That is 42 total touchdowns from a 6-foot-2, 210-pound quarterback who arrived from Stanford and immediately changed the math in Bozeman. Montana State added Lamson to its 2025 roster on June 3, and by the time the season was over, the senior from El Dorado Hills, California, had become the kind of dual-threat weapon that forces every coordinator to choose his poison on every snap. Play him tight and he attacks downfield. Sit back and he takes off. That is why his 198.25 pass efficiency and 71.6 percent completion rate mattered as much as the raw yardage.

The league noticed. On Nov. 26, Lamson was named Big Sky Newcomer of the Year, while Brent Vigen earned Coach of the Year and Caden Dowler took Defensive Player of the Year, a clean sweep that reflected how complete Montana State had become. In the Bobcats’ championship-game notes, Lamson was listed as a second-team All-Big Sky selection and a 2025 All-America honoree by Stats Perform, the kind of recognition that usually follows quarterbacks who pile up numbers against weak spots. Lamson did it while helping Montana State win the Big Sky title for the third time in four seasons.
◇ ◇ ◇ ◇
What needs to be done: Resume the piece on Lamson's 2025 season at Montana State, starting right after its last sentence.
◇ ◇ ◇ ◇
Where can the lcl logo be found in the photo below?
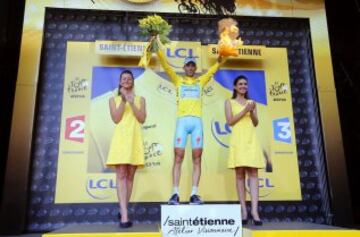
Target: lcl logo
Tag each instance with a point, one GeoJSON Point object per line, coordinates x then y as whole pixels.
{"type": "Point", "coordinates": [180, 53]}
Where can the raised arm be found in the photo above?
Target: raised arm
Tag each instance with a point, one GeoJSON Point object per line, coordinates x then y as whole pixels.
{"type": "Point", "coordinates": [253, 115]}
{"type": "Point", "coordinates": [116, 112]}
{"type": "Point", "coordinates": [168, 69]}
{"type": "Point", "coordinates": [233, 119]}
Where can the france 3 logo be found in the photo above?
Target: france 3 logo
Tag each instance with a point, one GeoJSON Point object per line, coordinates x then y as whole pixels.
{"type": "Point", "coordinates": [220, 132]}
{"type": "Point", "coordinates": [75, 128]}
{"type": "Point", "coordinates": [282, 130]}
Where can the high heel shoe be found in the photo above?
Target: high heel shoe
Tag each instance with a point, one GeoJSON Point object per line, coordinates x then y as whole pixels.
{"type": "Point", "coordinates": [125, 225]}
{"type": "Point", "coordinates": [256, 222]}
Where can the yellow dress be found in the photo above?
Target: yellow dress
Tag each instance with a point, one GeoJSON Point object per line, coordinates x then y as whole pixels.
{"type": "Point", "coordinates": [127, 143]}
{"type": "Point", "coordinates": [245, 149]}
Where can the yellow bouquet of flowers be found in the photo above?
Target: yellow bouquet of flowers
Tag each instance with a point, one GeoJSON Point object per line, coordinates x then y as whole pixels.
{"type": "Point", "coordinates": [153, 27]}
{"type": "Point", "coordinates": [228, 34]}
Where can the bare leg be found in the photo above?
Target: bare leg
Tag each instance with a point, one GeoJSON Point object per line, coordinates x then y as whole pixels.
{"type": "Point", "coordinates": [196, 166]}
{"type": "Point", "coordinates": [130, 180]}
{"type": "Point", "coordinates": [121, 173]}
{"type": "Point", "coordinates": [240, 186]}
{"type": "Point", "coordinates": [254, 192]}
{"type": "Point", "coordinates": [179, 157]}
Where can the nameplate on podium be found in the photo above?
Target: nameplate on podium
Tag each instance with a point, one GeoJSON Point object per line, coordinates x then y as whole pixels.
{"type": "Point", "coordinates": [212, 220]}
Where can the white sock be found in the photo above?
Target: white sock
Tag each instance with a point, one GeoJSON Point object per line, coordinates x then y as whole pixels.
{"type": "Point", "coordinates": [194, 190]}
{"type": "Point", "coordinates": [175, 190]}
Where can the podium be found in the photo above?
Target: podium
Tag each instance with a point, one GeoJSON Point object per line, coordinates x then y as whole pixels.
{"type": "Point", "coordinates": [201, 221]}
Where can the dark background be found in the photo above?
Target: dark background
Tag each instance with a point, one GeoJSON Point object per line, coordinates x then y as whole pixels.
{"type": "Point", "coordinates": [343, 21]}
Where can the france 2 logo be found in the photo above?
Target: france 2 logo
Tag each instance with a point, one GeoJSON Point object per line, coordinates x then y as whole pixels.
{"type": "Point", "coordinates": [75, 128]}
{"type": "Point", "coordinates": [282, 130]}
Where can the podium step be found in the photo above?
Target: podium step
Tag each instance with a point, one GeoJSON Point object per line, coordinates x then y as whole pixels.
{"type": "Point", "coordinates": [106, 230]}
{"type": "Point", "coordinates": [297, 229]}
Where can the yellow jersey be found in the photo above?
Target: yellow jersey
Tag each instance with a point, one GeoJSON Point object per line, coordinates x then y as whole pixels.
{"type": "Point", "coordinates": [189, 90]}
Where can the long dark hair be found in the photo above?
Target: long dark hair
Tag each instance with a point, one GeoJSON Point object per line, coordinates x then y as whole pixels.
◇ ◇ ◇ ◇
Written reply:
The biggest proof came in the biggest game. On Jan. 5, 2026, Montana State beat Illinois State 35-34 in overtime to win its first football national championship since 1984, and Lamson was named the game’s Most Outstanding Player. In the first FCS championship ever decided in overtime, he completed 18 of 27 passes for 280 yards and two touchdowns and added two rushing scores, including the decisive 14-yard touchdown pass to Taco Dowler.

That is the case for Lamson, and it is built on the kind of production that travels. He was efficient, explosive and calm when the season tightened. Montana State did not win a title because it had a system quarterback. It won because Lamson was the system, and in the games that defined the year, he was the player most likely to break the field open on any given snap.